Given instruction A:
Name every type of ship or unit that the forum thread on flak below refers to by name.

Provided text:
================================

An interesting thing that happened in all three tests was that the Gardas basically pulled off the nearly ideal firing strategy (shooting preferentially at one target but only when its mitigation was around 20% or less) without needing practically any targeting orders! In contrast, the Cobalts needed plenty of orders so that they wouldn't raise the mitigation too high on any given Garda, especially in tests 1 and 3, in which they were given movement orders aplenty.

I've uploaded recordings of the above experiments to http://www50.zippyshare.com/v/27736806/file.html.

Now the tough question is whether the lessons learned from the well microed Cobalts in the small scale can be used in larger battles vs. Gardas to counter their rather more straightforward maneuvers. For me to even attempt this I need to find a simplified version of (3) that gets most that result. (I have some ideas, but they'll probably have to wait for the weekend.)

 

49,581 views 28 replies
Reply #1 Top

I've decided that even this sub-topic of "flak is/isn't overpowered" deserves its own thread.

LOL it already has several ones but OK.

So-so microed Gardas vs. barely microed Cobalts.

Yes, this results clearly shows flak is so OP I can't help myself but cry.

Well microed Gardas vs. so-so microed Cobalts

Can you do a test like this with LRM and Cobalts? Not microing the LRM's just letting them fire at will, but moving the attacked Cobalt behing the LRM's line? This is not an uncommon setup in a fleet battle, one cannot micro every unit he owns. I wonder what will be the difference to a setup where LRM's are microed as well.

The result of all this work was that the Cobalts won with zero losses!

Yes my initial feeling were like this, while this garda tactic sounds good on paper, but any better player will try to counter their movements, and there goes the advantage of flak. I think this is the main reason Flak spam is not viable online, along with the high cost of a Garda and the longer build time, and of course reduced strength against singular objects.

Reply #2 Top

LMFAO, even when flak spam is proven Op the anti-flak lobby is still stuck in denial...

Reply #3 Top

One thing you have to remember is that flak only gets exponentially more O p as fleet suply increases

Reply #4 Top

This is like those moon conspiracy theorists...no matter what you tell them, they'll just pull out another video that shows a cable or shadow anomaly.....

Reply #5 Top

Quoting Seleuceia, reply 4

This is like those moon conspiracy theorists...no matter what you tell them, they'll just pull out another video that shows a cable or shadow anomaly.....

:X I wish I could give you negative karma for this comment, even though I gave you [positive] karma elsewhere more than once IIRC (https://forums.sinsofasolarempire.com/user/3020178).

It takes a fair bit of work to do these fights according to a less-than-trivial maneuvering [and targeting] plan. As it should be plain obvious by now, there is a high variability in outcomes depending on the relative maneuvering of the two forces, even when starting with exactly the same OOB. It's probably one of the reasons why the previous results on this topic have been mired in controversy. I've not seen the maneuvers [and especially the counter-maneuvers] discussed in this depth before, nor have I even seen replays where someone tried to play both sides in non-trivial fashion [as opposed to leave one side for the AI.]

I'm also going to remind you that I've stayed away from this flak controversy until yesterday or so. I generally don't believe that simply repeating opinions is particularly helpful, so I prefer to post only when I have some [preferably new] facts. Ideally, such facts should be easy to reproduce by someone else [in science in general, and although this is just a video game, and with the risk of sounding pompous, the scientific method applies to testing hypotheses in it as well.] Now if you want to disprove one [or more] of the experiments I've done, you're welcome to post your own recordings.

================================

Task data:
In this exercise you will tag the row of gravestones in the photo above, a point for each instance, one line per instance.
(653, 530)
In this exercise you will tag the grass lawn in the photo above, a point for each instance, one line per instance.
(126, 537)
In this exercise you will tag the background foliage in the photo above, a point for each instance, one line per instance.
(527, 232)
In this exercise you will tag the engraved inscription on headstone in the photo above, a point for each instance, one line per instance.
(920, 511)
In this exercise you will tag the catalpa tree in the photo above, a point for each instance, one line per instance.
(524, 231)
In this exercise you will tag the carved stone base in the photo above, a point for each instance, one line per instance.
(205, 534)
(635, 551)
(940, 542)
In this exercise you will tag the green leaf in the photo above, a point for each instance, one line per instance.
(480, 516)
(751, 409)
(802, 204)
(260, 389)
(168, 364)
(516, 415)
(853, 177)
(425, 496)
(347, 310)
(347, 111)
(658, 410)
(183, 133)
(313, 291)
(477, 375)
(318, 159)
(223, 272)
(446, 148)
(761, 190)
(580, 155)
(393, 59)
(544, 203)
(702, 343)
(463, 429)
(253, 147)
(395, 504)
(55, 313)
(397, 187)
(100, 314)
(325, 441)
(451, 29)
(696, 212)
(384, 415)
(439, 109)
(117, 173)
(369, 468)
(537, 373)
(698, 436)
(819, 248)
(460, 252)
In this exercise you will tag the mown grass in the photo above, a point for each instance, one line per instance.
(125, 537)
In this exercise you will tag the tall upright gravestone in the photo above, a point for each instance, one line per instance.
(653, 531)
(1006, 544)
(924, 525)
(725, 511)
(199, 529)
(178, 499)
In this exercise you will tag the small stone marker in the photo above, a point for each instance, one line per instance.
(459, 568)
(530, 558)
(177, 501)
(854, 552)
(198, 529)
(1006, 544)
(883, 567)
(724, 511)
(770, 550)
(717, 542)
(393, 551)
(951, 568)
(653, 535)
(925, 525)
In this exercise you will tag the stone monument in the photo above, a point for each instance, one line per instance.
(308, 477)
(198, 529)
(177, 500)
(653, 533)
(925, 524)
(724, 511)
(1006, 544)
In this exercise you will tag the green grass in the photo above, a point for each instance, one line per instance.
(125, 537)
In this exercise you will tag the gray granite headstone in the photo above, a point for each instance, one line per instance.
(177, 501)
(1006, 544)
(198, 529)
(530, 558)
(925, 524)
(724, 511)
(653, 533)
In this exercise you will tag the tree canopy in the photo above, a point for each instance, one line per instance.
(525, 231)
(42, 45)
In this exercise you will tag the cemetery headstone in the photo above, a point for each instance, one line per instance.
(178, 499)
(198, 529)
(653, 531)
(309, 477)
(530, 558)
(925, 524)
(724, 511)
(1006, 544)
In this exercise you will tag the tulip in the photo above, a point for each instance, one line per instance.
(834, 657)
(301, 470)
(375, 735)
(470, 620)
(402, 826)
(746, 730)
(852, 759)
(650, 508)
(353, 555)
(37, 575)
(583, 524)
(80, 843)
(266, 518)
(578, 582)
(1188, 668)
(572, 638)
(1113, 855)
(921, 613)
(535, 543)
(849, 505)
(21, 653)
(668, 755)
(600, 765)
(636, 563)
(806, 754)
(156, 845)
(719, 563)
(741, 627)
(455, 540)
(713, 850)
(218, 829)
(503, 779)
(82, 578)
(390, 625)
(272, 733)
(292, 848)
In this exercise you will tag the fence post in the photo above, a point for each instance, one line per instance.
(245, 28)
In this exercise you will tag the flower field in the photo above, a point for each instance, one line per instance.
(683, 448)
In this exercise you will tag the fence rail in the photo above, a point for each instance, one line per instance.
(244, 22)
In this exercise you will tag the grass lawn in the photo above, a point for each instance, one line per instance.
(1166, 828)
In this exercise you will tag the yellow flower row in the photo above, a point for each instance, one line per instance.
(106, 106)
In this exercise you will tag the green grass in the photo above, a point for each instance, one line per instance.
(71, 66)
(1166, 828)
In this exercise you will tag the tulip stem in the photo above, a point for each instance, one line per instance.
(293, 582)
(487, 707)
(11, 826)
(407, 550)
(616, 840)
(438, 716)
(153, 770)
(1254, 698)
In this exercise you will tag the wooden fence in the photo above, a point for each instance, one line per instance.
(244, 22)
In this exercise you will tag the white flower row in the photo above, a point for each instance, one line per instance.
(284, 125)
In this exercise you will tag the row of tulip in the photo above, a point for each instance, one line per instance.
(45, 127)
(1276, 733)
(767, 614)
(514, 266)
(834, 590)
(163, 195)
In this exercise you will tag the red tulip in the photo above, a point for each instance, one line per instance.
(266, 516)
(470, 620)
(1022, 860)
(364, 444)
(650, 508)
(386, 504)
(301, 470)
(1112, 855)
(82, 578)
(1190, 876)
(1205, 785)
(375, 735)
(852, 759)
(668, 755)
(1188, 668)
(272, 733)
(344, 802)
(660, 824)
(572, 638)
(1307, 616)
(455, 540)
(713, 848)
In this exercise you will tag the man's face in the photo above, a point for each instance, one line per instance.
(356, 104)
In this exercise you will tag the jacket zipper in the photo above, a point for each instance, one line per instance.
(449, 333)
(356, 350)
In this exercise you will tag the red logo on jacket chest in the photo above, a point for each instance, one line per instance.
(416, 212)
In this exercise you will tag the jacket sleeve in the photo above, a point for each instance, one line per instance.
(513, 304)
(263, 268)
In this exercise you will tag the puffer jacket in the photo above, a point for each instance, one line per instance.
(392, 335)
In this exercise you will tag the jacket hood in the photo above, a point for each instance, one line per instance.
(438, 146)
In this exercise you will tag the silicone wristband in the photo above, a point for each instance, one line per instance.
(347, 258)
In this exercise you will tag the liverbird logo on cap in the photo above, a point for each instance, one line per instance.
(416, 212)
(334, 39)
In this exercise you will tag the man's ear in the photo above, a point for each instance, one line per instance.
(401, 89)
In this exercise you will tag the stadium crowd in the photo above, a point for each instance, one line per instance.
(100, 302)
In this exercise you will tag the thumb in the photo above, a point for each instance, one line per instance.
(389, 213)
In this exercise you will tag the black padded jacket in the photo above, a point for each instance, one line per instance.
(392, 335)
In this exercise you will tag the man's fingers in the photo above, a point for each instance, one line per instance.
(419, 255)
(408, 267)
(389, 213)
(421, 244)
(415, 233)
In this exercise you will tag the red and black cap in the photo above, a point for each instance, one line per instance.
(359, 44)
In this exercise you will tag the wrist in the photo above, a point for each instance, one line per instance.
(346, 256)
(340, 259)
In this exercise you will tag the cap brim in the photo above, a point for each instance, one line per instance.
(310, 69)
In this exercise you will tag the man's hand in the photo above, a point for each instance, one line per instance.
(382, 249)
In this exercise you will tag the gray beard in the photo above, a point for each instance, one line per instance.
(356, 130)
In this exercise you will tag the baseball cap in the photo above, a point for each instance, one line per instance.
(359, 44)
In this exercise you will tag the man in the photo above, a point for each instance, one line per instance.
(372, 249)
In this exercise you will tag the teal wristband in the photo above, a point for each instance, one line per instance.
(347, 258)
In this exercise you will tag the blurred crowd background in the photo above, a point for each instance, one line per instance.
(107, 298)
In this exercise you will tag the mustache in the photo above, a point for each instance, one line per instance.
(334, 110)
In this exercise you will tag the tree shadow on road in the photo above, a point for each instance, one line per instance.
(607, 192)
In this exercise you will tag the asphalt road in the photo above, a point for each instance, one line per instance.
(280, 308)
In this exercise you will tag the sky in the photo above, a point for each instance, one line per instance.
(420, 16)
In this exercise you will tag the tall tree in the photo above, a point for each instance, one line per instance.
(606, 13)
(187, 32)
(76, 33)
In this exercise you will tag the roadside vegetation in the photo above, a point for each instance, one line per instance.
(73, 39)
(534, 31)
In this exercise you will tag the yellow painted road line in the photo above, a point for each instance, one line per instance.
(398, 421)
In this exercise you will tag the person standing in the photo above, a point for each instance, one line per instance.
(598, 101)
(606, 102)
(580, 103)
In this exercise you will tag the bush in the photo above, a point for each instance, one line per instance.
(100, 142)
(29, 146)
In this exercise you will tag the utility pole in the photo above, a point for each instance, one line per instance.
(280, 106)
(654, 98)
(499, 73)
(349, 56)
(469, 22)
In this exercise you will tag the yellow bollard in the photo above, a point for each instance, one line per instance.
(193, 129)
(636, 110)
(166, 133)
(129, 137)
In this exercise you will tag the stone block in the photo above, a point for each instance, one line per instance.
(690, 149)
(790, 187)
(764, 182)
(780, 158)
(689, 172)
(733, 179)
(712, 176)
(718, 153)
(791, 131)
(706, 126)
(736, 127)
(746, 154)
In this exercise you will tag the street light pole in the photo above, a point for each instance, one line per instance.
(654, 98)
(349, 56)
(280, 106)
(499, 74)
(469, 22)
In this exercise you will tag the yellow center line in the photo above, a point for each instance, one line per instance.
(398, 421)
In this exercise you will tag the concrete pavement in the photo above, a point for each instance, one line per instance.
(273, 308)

================================

Given instruction B:
Write out the records, unchanged, from the line with "In this exercise you will tag the yellow center" through the end of the records.

Reply A:
Garda
Cobalt
LRM

Reply B:
In this exercise you will tag the yellow center line in the photo above, a point for each instance, one line per instance.
(398, 421)
In this exercise you will tag the concrete pavement in the photo above, a point for each instance, one line per instance.
(273, 308)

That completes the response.